◆ PROBLEM DESCRIPTION ◆
Please copy the last part of the entries exactly: the line that has "Can you see the onion" and every line up to and including the end, nothing more.

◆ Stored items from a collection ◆
━━━━

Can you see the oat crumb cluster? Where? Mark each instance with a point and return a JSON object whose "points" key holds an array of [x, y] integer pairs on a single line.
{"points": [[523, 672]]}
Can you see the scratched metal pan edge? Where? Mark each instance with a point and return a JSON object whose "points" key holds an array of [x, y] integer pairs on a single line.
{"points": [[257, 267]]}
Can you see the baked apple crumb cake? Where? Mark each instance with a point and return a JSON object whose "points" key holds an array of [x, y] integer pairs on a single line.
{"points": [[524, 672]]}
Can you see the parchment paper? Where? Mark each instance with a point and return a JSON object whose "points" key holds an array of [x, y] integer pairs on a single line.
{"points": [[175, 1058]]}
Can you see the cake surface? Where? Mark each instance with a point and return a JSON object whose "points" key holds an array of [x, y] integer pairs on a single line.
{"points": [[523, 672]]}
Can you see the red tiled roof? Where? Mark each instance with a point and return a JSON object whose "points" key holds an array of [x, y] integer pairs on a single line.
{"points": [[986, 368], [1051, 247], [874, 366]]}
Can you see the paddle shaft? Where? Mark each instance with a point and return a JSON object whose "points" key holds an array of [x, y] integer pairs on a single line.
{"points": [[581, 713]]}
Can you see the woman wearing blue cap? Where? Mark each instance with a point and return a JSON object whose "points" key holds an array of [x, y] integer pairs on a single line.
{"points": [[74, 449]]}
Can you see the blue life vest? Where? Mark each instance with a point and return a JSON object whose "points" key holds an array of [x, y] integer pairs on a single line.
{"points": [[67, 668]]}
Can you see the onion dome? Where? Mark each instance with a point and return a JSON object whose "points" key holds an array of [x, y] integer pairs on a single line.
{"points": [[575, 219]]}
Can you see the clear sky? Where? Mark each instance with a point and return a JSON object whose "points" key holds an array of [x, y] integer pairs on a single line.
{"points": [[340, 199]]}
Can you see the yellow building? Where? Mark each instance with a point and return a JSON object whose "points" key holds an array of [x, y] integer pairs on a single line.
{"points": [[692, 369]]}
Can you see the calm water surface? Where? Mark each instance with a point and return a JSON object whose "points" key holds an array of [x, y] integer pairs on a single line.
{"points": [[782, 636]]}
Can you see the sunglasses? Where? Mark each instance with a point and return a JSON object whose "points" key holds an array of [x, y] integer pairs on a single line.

━━━━

◆ EXERCISE ANSWER ◆
Can you see the onion dome? Where? Mark each instance with a point and return a JSON object whose "points" key holds an array of [x, y] integer pairs on a single line.
{"points": [[575, 219]]}
Can you see the clear sky? Where? Mark each instance with a point and return a JSON object whose "points" key holds an array of [x, y] integer pairs on a single line.
{"points": [[340, 199]]}
Can you see the yellow building? Where? Mark each instance with a point and return a JSON object whose "points" key holds an array of [x, y] integer pairs on a single line.
{"points": [[692, 369]]}
Can you see the calm water surface? Where? Mark each instance with a point and return a JSON object whose "points" key holds an array of [x, y] integer pairs on a single line.
{"points": [[782, 636]]}
Can you see the sunglasses? Where? Mark each instance with a point and return a JSON object whose "points" key holds an array of [x, y] integer pairs on a single line.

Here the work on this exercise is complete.